● **Set of tasks**
**A)** Please copy the passage on the emergence of mind, everything from "The Non-Emergence argument" down to "all the implications.", swapping "flirted with" for "toyed with".
**B)** List every hyphenated word in the passage on the emergence of mind, in the order they appear.

Segment Start: Text under study

The Non-Emergence argument resurfaced in the late twentieth century with the work of zoologist Sewall Wright. In his 1977 article “Panpsychism and Science” he argued that brute emergence of mind would be a kind of inexplicable miracle in the natural order of things: “Emergence of mind from no mind at all is sheer magic” (p. 82). Thomas Nagel flirted with this argument in his “Panpsychism” essay (1979), but opted not to follow through on all the implications.
The basic problem is this: emergence seems, at first glance, to be a reasonable enough idea, but when pressed for details it comes up sorely lacking. In fact, emergence of mind is very difficult to sensibly explain. Mind is not like five-fingered-ness, or warm-bloodedness. These things, which clearly did emerge, are ontologically unlike mind. They are simply reconfigurations of existing physical matter, whereas mind is of a different ontological order. It is too fundamental an aspect of existence to be comparable to ordinary biological structural features.

Segment End: Text under study
Segment Start: Source information

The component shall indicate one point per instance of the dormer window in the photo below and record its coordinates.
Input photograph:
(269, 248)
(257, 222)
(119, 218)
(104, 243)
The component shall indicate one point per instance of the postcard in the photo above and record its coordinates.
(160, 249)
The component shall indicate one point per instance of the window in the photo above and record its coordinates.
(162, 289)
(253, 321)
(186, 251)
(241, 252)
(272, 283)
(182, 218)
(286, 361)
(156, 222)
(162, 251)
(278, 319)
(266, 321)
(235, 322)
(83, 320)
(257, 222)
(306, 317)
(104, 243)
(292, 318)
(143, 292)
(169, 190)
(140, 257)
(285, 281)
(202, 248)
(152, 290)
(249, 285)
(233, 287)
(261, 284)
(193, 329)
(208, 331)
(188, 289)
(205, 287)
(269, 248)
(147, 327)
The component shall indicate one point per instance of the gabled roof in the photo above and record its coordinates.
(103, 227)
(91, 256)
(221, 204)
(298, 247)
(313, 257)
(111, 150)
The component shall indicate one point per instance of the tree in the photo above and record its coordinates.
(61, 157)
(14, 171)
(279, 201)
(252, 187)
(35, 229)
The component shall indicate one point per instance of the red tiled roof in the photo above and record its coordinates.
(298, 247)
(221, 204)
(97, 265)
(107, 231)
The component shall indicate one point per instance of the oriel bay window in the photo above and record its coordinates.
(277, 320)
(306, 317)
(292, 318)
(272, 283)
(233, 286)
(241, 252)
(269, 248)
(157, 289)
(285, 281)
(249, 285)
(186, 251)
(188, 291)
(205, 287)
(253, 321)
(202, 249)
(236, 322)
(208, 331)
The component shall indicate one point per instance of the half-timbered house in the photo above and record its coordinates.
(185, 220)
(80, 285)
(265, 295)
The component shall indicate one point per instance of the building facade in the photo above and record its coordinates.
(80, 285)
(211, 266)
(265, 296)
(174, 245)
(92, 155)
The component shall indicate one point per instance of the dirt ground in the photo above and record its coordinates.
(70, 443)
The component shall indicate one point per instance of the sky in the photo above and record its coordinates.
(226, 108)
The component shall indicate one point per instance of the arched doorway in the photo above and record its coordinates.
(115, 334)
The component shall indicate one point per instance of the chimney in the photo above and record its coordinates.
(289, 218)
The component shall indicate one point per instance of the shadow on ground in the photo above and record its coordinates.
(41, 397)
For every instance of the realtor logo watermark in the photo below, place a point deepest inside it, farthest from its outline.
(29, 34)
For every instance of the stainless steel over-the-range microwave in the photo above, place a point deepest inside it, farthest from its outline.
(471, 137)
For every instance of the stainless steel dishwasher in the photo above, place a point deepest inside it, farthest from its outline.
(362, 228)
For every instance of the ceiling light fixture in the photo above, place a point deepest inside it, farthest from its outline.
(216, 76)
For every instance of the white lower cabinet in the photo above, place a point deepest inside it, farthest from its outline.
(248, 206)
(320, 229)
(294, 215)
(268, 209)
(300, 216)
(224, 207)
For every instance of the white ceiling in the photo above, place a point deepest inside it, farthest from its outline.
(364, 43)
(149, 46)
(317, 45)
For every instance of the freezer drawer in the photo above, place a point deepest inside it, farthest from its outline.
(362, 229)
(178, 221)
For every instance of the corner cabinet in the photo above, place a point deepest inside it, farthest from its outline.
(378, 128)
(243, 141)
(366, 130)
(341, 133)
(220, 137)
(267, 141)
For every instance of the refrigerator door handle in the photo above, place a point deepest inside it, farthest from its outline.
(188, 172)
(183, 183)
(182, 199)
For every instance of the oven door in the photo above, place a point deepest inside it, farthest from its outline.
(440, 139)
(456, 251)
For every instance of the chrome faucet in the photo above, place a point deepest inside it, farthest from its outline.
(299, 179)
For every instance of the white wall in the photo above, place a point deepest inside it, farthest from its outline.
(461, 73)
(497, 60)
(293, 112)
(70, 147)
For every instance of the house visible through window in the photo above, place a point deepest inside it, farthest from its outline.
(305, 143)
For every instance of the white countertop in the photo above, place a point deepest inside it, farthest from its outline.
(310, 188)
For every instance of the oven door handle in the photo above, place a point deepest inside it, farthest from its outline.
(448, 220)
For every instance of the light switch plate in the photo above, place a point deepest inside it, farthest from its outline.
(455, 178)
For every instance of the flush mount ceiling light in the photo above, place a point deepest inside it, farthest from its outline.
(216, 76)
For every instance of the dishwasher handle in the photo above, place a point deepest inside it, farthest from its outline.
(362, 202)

Segment End: Source information

● **Answers below**
**A)**
The Non-Emergence argument resurfaced in the late twentieth century with the work of zoologist Sewall Wright. In his 1977 article “Panpsychism and Science” he argued that brute emergence of mind would be a kind of inexplicable miracle in the natural order of things: “Emergence of mind from no mind at all is sheer magic” (p. 82). Thomas Nagel toyed with this argument in his “Panpsychism” essay (1979), but opted not to follow through on all the implications.

**B)**
Non-Emergence
five-fingered-ness
warm-bloodedness